= Problem to solve =
Begin at the line that contains "Annotation task: mark the short hair" and repeat every line from there to the end of the records below, inclusive, without adding any other line.

(Saved data entries)

= = = = =

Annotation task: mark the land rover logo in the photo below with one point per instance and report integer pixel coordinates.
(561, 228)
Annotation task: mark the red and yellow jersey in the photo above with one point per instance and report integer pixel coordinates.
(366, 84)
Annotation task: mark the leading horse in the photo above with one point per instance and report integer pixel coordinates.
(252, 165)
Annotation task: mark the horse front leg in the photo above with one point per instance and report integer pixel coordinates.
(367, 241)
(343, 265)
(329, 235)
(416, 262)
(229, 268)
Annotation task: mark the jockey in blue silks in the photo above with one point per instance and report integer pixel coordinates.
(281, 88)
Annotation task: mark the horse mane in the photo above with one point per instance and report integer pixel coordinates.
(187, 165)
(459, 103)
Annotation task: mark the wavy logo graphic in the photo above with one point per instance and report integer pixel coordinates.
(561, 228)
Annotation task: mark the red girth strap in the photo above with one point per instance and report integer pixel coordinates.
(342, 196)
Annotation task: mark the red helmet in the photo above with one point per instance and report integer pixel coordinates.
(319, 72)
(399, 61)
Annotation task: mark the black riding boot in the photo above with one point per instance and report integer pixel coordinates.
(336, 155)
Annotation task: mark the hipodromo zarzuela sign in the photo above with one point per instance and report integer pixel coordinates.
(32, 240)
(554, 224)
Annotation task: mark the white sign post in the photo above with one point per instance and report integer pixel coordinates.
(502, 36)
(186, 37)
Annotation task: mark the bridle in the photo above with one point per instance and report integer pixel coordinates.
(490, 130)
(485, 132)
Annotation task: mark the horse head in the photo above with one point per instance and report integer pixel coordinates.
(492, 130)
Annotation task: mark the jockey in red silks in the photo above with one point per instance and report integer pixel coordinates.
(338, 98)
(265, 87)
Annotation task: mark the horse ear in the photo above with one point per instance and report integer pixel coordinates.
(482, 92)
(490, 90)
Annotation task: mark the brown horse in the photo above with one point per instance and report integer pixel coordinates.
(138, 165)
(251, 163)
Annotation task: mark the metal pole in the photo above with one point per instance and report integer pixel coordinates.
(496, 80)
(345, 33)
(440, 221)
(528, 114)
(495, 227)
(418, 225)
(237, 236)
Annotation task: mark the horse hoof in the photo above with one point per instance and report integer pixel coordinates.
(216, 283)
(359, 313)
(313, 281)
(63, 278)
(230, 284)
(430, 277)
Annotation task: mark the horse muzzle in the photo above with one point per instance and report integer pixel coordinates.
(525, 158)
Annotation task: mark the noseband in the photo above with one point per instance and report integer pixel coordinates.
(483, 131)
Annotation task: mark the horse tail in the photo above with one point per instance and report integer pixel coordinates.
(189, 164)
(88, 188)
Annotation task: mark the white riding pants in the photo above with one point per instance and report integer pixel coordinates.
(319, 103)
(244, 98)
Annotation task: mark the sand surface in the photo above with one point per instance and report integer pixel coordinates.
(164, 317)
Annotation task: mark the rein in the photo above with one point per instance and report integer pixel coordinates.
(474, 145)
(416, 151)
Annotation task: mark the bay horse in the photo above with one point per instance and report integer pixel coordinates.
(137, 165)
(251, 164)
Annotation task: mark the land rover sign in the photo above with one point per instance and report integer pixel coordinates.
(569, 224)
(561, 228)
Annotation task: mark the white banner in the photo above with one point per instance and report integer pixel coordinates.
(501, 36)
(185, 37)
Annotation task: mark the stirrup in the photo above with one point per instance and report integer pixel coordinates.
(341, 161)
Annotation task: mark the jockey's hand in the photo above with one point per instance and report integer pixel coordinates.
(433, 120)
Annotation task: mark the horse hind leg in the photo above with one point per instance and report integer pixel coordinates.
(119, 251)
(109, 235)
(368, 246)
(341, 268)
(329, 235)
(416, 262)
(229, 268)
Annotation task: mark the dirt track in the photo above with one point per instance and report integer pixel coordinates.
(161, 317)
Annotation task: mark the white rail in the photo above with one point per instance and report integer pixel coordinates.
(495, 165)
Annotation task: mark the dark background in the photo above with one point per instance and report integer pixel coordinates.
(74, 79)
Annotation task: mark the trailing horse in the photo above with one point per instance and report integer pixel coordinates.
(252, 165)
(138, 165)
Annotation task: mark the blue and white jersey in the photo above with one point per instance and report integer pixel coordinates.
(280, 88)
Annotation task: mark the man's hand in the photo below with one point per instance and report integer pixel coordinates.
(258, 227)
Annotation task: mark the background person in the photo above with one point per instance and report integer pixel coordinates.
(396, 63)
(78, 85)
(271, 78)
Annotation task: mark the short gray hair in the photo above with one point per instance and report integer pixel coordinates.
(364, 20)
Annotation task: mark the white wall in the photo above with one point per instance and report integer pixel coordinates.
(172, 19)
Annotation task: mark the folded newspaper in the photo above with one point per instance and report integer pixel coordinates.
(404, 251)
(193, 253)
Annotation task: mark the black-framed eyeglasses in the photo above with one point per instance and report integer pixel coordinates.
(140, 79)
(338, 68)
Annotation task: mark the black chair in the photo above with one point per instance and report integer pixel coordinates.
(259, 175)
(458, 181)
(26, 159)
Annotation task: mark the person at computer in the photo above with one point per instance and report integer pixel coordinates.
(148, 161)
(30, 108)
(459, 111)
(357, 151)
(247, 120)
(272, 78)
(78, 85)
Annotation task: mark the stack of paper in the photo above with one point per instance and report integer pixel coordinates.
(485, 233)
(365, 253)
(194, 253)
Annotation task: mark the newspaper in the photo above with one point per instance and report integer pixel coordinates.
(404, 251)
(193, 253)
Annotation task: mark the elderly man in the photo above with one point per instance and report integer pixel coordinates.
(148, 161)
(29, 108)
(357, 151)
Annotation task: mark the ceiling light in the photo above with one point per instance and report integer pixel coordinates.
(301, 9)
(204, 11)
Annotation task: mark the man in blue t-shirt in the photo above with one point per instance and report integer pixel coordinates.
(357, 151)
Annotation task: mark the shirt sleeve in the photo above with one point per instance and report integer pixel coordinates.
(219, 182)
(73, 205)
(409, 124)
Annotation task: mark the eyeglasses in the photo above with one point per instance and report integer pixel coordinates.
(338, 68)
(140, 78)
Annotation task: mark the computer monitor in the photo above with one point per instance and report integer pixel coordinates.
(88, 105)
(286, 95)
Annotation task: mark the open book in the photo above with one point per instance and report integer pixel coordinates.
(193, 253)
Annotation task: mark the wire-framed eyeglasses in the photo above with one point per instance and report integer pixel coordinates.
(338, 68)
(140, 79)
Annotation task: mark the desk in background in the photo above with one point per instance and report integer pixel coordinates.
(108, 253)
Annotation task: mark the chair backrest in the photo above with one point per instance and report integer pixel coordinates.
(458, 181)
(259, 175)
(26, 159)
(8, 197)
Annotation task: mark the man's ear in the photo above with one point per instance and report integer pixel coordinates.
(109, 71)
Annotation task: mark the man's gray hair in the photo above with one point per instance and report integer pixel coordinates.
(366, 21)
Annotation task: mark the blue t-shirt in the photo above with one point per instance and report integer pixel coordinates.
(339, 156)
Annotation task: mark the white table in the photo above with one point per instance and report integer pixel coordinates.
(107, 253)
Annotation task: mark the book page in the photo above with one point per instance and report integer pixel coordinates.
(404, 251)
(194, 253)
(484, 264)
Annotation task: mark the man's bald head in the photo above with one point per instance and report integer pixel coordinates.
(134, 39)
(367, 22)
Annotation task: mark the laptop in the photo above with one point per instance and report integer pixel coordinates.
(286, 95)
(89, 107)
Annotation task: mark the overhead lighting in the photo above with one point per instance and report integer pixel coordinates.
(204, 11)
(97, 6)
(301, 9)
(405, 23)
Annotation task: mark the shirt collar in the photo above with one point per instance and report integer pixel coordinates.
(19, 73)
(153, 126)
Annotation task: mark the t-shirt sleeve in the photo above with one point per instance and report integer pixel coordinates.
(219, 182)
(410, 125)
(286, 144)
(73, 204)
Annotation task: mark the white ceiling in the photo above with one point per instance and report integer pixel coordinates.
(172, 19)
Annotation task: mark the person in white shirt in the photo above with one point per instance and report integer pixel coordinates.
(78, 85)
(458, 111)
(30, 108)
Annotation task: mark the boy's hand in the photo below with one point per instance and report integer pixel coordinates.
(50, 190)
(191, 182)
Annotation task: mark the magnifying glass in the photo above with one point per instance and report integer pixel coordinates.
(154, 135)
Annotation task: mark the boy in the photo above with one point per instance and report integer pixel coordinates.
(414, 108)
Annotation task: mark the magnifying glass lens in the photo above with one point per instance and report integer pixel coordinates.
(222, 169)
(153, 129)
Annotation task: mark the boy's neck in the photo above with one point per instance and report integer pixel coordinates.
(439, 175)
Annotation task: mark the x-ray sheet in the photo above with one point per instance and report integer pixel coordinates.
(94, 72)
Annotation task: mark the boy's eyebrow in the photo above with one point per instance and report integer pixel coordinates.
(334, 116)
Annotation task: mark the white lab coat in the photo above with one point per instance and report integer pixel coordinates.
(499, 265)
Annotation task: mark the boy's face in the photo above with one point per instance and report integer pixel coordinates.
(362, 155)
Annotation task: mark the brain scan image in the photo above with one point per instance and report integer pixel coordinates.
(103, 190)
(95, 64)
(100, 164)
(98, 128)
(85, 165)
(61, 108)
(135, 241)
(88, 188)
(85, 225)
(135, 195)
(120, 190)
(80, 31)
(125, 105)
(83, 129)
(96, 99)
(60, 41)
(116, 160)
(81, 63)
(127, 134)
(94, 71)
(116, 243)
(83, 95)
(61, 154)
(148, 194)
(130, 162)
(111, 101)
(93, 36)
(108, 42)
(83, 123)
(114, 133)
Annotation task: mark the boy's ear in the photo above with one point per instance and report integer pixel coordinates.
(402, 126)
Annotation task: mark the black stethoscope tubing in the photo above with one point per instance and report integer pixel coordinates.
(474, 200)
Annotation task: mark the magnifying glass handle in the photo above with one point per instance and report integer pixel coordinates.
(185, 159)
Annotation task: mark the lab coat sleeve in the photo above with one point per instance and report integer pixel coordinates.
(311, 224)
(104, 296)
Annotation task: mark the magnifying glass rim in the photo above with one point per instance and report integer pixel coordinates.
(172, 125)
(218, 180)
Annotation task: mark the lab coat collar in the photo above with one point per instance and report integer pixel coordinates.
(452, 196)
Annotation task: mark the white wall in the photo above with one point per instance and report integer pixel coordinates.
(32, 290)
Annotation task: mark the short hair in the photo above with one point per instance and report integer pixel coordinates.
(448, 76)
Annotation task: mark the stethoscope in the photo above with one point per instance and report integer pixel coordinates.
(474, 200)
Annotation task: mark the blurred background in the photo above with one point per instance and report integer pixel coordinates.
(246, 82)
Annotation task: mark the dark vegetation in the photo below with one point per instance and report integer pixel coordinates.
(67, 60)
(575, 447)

= = = = =

= Answer to this problem =
Annotation task: mark the short hair in the photo above with one point per instance and report integer pixel coordinates.
(448, 76)
Annotation task: mark the stethoscope in the photo above with one point per instance and report integer pixel coordinates.
(474, 200)
Annotation task: mark the blurred background in the photo above with one point per instance and report integer pixel coordinates.
(246, 82)
Annotation task: mark the dark vegetation in the photo below with one point per instance and report integer pixel coordinates.
(67, 60)
(575, 447)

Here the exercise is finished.